** Source material follows **

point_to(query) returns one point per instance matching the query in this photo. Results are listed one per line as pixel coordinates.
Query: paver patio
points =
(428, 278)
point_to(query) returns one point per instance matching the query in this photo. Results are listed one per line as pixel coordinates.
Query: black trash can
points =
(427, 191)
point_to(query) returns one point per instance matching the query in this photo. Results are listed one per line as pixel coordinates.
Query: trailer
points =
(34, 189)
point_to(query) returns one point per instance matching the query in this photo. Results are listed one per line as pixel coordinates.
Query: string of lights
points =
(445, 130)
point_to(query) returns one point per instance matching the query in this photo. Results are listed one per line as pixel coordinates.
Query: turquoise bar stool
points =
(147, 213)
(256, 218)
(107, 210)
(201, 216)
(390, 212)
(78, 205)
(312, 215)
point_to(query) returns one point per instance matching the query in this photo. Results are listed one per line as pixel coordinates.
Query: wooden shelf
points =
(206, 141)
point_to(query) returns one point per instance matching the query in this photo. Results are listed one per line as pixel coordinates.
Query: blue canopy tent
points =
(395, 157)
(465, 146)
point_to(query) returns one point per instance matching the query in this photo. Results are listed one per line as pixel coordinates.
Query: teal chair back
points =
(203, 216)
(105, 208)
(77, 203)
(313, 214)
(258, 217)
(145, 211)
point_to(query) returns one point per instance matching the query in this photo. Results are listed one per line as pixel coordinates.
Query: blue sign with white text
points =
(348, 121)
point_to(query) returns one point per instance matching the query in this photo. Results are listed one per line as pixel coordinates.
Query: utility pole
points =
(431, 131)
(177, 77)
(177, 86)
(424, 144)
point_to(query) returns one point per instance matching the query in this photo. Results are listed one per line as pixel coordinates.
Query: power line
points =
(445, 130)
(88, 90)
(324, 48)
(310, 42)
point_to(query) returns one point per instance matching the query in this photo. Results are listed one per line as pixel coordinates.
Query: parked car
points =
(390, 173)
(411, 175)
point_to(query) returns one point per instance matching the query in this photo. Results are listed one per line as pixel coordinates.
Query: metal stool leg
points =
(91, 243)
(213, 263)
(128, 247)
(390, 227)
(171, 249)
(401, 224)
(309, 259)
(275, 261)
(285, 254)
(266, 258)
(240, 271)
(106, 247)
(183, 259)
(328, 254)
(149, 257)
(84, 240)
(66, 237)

** End of Source material **
** Source material follows **

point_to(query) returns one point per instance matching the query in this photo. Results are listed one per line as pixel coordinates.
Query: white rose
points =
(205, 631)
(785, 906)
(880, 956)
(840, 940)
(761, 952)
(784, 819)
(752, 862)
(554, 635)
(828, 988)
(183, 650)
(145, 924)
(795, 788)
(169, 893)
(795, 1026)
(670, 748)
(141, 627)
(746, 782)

** End of Source material **

**What to work on:** Each line above that has the word "white" should be copied.

**Solution to this exercise:**
Query: blue sign with white text
Query: white rose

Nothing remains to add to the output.